__ВОПРОСЫ__
[a] Сколько человек приходится прослушивать на экзаменах, если верить отрывку о театре Станиславского?
[b] Воспроизведите без изменений фрагмент отрывка о театре Станиславского от «Название подчеркивает экспериментальность» до «из этих людей.».
[c] Напишите продолжение отрывка о театре Станиславского, начиная сразу после его последнего предложения.

Название подчеркивает экспериментальность театра, который организует Станиславский. Театра молодых, потому что в нем будут играть главным образом выпускники и даже ученики школы Художественного театра — из тех, что ежегодно сотнями приходят на объявленные экзамены, чтобы выйти на сцену, увидеть за столом величественного Станиславского в окружении других «кумиров», срывающимся голосом прочитать басню, стихотворение Пушкина или Надсона. Прослушивать приходится двести-триста человек, выбирают среди них — пятерых, троих… Мелькают на сцене курсистки, гимназисты, студенты, столичные барышни и барышни-провинциалки — и в памяти Станиславского остается их облик, и воображение Станиславского воссоздает биографии, в минутном соприкосновении постигает жизнь и драму каждого из этих людей.

Он говорит о возможности постижения таланта другого человека: «Существует только одно средство: почувствовать на себе самом воздействие и силу чужого таланта. Нельзя искать талант, его можно случайно почувствовать».

Таланты чувствуются редко.





«На возвышение, одиноко стоявшее посреди комнаты, входила полная дама в черном бархатном платье, почти декольте. Этот костюм вызвал улыбку на лице некоторых экзаменаторов, сидевших рядом со мной, у меня же болезненно сжалось сердце.

Мне приходилось слышать историю этого единственного приличного платья в гардеробе бедняка. Я знаю, что оно сшито на последние гроши для всех торжественных случаев жизни — от бала на даровой билет и до простого визита к знакомым. Я чувствую, что эта бедная полная женщина стыдится теперь днем своей обнаженной шеи, что ей холодно с непривычки и что она отлично сознает неуместность своего туалета…

Наблюдательный глаз сразу угадает в этой испуганной женщине мать семейства. Домашний широкий капот и туфли уже выработали в ней походку, от которой не сразу отделаешься. Кисти рук сами собой приспособились для пеленания детей, мытья их в корыте или натирки их нежного тельца маслом или свиным салом. Так и чувствуешь связку домашних ключей, висящих постоянно на указательном пальце. Другие пальцы руки привыкли перебирать эти ключи и потому теперь неудержимо работают над старым веером. На такой милой домашней фигуре всякое бальное платье сидит, как капот, а лицо не может скрыть удивления от необычности костюма и обстановки. Одни глаза, черные и еще молодые, свидетельствуют о неудовлетворенности и жажде более красивой жизни.

__ИСХОДНЫЕ ДАННЫЕ__

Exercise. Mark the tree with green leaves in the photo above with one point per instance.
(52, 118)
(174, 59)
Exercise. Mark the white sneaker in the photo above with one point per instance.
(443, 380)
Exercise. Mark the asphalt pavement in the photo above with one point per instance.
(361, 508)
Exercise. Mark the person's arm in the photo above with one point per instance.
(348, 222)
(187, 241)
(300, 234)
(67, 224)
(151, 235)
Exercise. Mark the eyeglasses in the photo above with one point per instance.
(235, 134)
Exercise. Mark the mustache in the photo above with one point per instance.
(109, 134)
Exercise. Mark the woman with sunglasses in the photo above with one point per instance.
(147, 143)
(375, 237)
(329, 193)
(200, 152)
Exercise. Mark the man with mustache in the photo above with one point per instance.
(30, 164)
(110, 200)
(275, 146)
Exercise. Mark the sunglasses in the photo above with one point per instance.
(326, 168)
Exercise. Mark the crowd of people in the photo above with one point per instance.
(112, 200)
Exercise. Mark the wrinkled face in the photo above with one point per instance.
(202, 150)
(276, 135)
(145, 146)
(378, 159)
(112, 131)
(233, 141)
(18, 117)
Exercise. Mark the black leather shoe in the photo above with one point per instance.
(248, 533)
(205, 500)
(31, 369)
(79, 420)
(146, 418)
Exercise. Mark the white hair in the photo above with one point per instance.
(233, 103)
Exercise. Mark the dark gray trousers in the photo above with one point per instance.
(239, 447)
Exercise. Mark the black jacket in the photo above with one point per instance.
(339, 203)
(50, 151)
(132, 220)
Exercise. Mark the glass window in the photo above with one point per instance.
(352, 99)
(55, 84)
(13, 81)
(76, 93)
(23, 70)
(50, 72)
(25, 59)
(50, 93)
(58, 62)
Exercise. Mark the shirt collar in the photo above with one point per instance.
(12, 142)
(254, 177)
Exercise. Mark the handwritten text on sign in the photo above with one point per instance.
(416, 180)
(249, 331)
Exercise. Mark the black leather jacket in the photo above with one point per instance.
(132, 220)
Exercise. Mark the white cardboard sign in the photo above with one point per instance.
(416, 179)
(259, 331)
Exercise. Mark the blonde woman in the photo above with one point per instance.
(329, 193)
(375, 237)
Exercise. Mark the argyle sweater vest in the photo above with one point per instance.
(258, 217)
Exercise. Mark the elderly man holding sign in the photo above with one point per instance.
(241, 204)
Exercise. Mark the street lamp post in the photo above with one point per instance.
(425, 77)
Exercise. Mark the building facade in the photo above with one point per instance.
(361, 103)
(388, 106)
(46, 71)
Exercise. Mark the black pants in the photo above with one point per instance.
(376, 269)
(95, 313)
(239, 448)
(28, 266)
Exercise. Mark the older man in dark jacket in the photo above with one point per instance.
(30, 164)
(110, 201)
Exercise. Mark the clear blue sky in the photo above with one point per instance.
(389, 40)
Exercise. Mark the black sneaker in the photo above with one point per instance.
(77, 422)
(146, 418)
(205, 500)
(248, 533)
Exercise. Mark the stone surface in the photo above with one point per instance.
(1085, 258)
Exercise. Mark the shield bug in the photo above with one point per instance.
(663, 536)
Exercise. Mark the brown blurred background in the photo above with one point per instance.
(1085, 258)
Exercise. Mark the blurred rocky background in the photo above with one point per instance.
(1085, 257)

__ОТВЕТЫ К ЗАДАНИЯМ__
[a] Двести-триста человек.

[b]
Название подчеркивает экспериментальность театра, который организует Станиславский. Театра молодых, потому что в нем будут играть главным образом выпускники и даже ученики школы Художественного театра — из тех, что ежегодно сотнями приходят на объявленные экзамены, чтобы выйти на сцену, увидеть за столом величественного Станиславского в окружении других «кумиров», срывающимся голосом прочитать басню, стихотворение Пушкина или Надсона. Прослушивать приходится двести-триста человек, выбирают среди них — пятерых, троих… Мелькают на сцене курсистки, гимназисты, студенты, столичные барышни и барышни-провинциалки — и в памяти Станиславского остается их облик, и воображение Станиславского воссоздает биографии, в минутном соприкосновении постигает жизнь и драму каждого из этих людей.

[c]
— Письмо Татьяны, — объявила экзаменующаяся, тотчас поперхнулась и откашлялась.

— Ох?! — прошептал кто-то из экзаменаторов.

— Зачем?! — не удержался другой.

…— Довольно, благодарю вас, — объявил ей главный экзаменатор.

Она сразу повернулась и пошла, но долго приноравливалась, чтоб спустить ногу с возвышения. Пришлось ей помочь. Она скрылась с легкой одышкой, не скрывая своего утомления от непривычного занятия. И долго еще после мелькала в стеклах двери ее фигура, ожидавшая решения комиссии».

Сколько таких портретов, реальных человеческих судеб сохранил Станиславский в своих заметках, написанных сразу после экзаменов. Экзамены держат сотни людей, принимают в театр ежегодно нескольких.

С немногими принятыми ведут занятия Станиславский, другие актеры и режиссеры, склонные к педагогике. Ученики участвуют в массовых сценах, играют маленькие роли, стремятся к большим ролям, а Станиславский хочет не выделять их по одному, но создать новое поколение театра, сплоченный ансамбль следующего поколения, продолжающий, развивающий устремления театра, созданного летом 1898 года в Пушкино.